Transcribe the records below exactly as they appear.
---- RECORD EXTRACTS
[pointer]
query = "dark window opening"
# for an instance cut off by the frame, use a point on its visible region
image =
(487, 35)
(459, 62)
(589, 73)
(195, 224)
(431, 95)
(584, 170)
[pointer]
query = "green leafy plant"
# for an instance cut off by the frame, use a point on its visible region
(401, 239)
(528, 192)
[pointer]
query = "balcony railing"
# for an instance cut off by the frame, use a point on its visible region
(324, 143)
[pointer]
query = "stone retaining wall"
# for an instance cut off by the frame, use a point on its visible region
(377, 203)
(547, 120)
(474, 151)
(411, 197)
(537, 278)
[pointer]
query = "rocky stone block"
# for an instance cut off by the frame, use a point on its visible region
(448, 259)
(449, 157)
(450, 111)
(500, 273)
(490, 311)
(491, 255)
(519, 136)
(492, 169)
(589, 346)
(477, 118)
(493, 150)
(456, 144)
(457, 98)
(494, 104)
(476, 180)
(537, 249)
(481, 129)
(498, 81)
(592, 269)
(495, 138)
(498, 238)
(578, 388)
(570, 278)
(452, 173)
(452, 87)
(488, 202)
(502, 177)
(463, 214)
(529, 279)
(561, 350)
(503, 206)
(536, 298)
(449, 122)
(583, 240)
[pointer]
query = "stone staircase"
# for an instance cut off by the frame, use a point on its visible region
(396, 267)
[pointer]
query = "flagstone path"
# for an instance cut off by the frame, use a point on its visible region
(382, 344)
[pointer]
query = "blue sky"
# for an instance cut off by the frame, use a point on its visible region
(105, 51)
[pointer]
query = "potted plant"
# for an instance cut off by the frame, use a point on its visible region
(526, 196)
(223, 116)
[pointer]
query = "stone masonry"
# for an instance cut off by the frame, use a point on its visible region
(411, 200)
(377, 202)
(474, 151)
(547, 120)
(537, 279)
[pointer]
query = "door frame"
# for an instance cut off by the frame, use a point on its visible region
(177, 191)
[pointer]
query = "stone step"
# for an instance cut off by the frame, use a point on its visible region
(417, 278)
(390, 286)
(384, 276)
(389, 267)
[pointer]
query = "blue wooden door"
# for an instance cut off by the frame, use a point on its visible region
--------
▶ _RIGHT ANSWER_:
[pointer]
query = "dark window opening"
# for an instance cut off by the frame, use a point on its visible region
image =
(487, 35)
(459, 62)
(589, 73)
(195, 224)
(431, 95)
(584, 170)
[pointer]
query = "green leafy plant"
# for an instance cut off by the frame, use a point on its visible region
(401, 239)
(528, 192)
[pointer]
query = "balcony railing"
# for an instance cut off by the frame, use a point on its visible region
(324, 143)
[pointer]
query = "stone retaining wall"
# for an instance cut off by the frame, use a point on its visible region
(377, 203)
(547, 120)
(474, 151)
(411, 197)
(537, 278)
[pointer]
query = "rocky stone block"
# for an instance cut off by the frame, use a point on its visible region
(448, 259)
(449, 157)
(450, 111)
(500, 273)
(490, 311)
(491, 255)
(519, 136)
(492, 169)
(589, 346)
(477, 118)
(493, 150)
(456, 144)
(457, 98)
(494, 104)
(476, 180)
(537, 249)
(481, 129)
(498, 81)
(592, 269)
(495, 138)
(498, 238)
(578, 388)
(570, 278)
(452, 173)
(452, 87)
(488, 202)
(502, 177)
(463, 214)
(529, 279)
(561, 350)
(503, 206)
(536, 298)
(449, 122)
(583, 240)
[pointer]
query = "stone staircase"
# for an instance cut off by the frame, use a point on its visible region
(396, 267)
[pointer]
query = "flagstone path"
# for an instance cut off by the frame, use a point on its visible region
(382, 344)
[pointer]
query = "blue sky"
# for an instance cut off by the frame, use a point on its visible region
(105, 51)
[pointer]
query = "potted plant"
# for an instance cut off by the frame, use a point on its visible region
(526, 196)
(223, 116)
[pointer]
query = "stone masonry"
# for an instance cut off by the frame, use a point on its visible region
(411, 200)
(377, 202)
(474, 151)
(547, 120)
(537, 279)
[pointer]
query = "door frame"
# for an instance cut off by the frame, use a point on its visible region
(177, 191)
[pointer]
query = "stone step"
# for an instance cut off by the frame, use a point on its visible region
(417, 278)
(390, 286)
(384, 276)
(389, 267)
[pointer]
query = "blue wooden door"
# for an instance cut off by the frame, use a point on its visible region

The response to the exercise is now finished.